- What this task involves -
Return the entries below word for word. No picture belongs in the copy.

- Image-grounded pointing data -
Content starts

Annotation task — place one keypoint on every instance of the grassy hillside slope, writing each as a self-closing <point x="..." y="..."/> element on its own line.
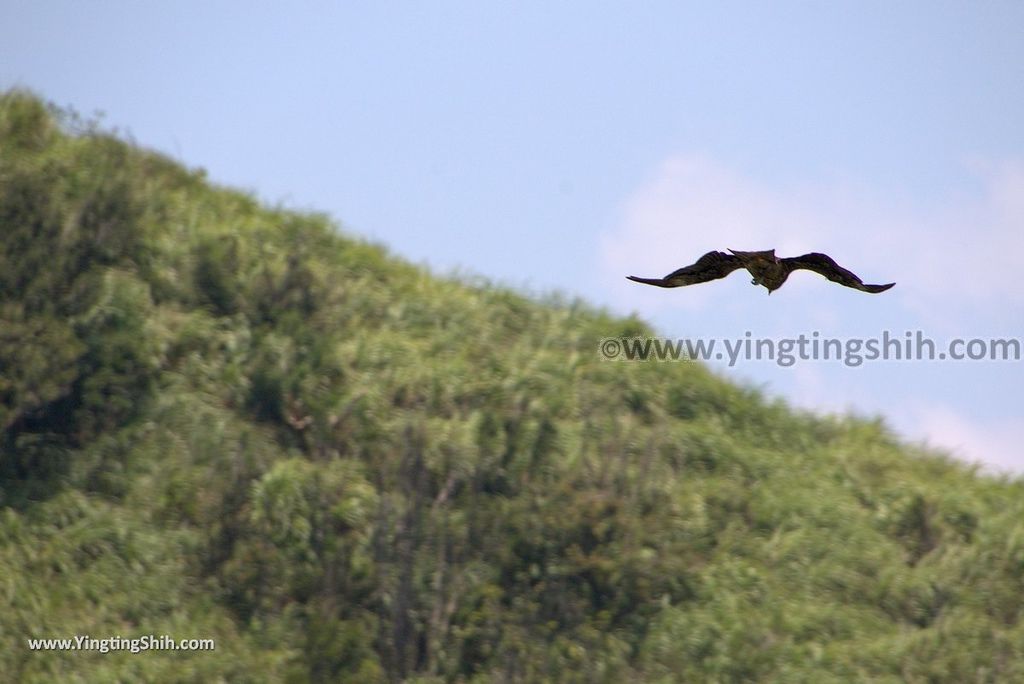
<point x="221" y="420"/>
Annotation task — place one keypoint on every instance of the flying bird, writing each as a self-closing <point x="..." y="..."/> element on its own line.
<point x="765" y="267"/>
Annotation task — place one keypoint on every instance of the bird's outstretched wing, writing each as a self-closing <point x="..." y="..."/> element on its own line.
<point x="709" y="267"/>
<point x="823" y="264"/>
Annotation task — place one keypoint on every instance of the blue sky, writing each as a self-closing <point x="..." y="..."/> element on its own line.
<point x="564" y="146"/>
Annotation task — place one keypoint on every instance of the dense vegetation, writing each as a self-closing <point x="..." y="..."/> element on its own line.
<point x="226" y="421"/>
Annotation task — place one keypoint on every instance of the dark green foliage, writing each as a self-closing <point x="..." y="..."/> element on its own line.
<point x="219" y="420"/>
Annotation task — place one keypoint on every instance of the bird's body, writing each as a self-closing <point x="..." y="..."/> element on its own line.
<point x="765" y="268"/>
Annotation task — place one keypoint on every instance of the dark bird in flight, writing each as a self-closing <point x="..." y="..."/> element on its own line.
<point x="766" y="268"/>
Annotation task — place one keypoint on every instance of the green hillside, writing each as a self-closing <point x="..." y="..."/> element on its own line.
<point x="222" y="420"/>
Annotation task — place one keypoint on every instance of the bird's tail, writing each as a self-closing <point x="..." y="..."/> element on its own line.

Content ends

- Written response -
Annotation task — place one keypoint on every instance of the grassy hillside slope, writing each as a self-closing <point x="..." y="..."/> element on its own line.
<point x="221" y="420"/>
Annotation task — place one keypoint on every instance of the flying bird, writing each as a self-closing <point x="..." y="..."/> element on its own line.
<point x="765" y="267"/>
Annotation task — place one keypoint on every instance of the bird's outstretched wing, writing each as a self-closing <point x="..." y="..."/> element on its own line.
<point x="709" y="267"/>
<point x="823" y="264"/>
Annotation task — place one keypoint on every instance of the blue sky, writing each as a self-closing <point x="..." y="..."/> element on its own line.
<point x="564" y="146"/>
Annotation task — place one keypoint on every instance of the dense vegetation, writing each as a self-closing <point x="..." y="..."/> element on its own line.
<point x="226" y="421"/>
Annotation task — place one keypoint on every instance of the dark green foliage, writing each as a self-closing <point x="..." y="..."/> element on its own line.
<point x="219" y="420"/>
Annotation task — place one keypoint on every instance of the bird's body, writing each as a self-closing <point x="..." y="..."/> element on its own line.
<point x="765" y="268"/>
Annotation task — place one keypoint on every instance of the dark bird in flight, writing each as a self-closing <point x="..." y="..."/> element on its own line.
<point x="766" y="268"/>
Annotation task — place one keypoint on every instance of the green hillside, writing each as a self-closing <point x="..." y="..."/> element on its own line.
<point x="222" y="420"/>
Annotation task — place one keypoint on every instance of the bird's tail, writing each as a self-closing <point x="..." y="..."/> element on its own line.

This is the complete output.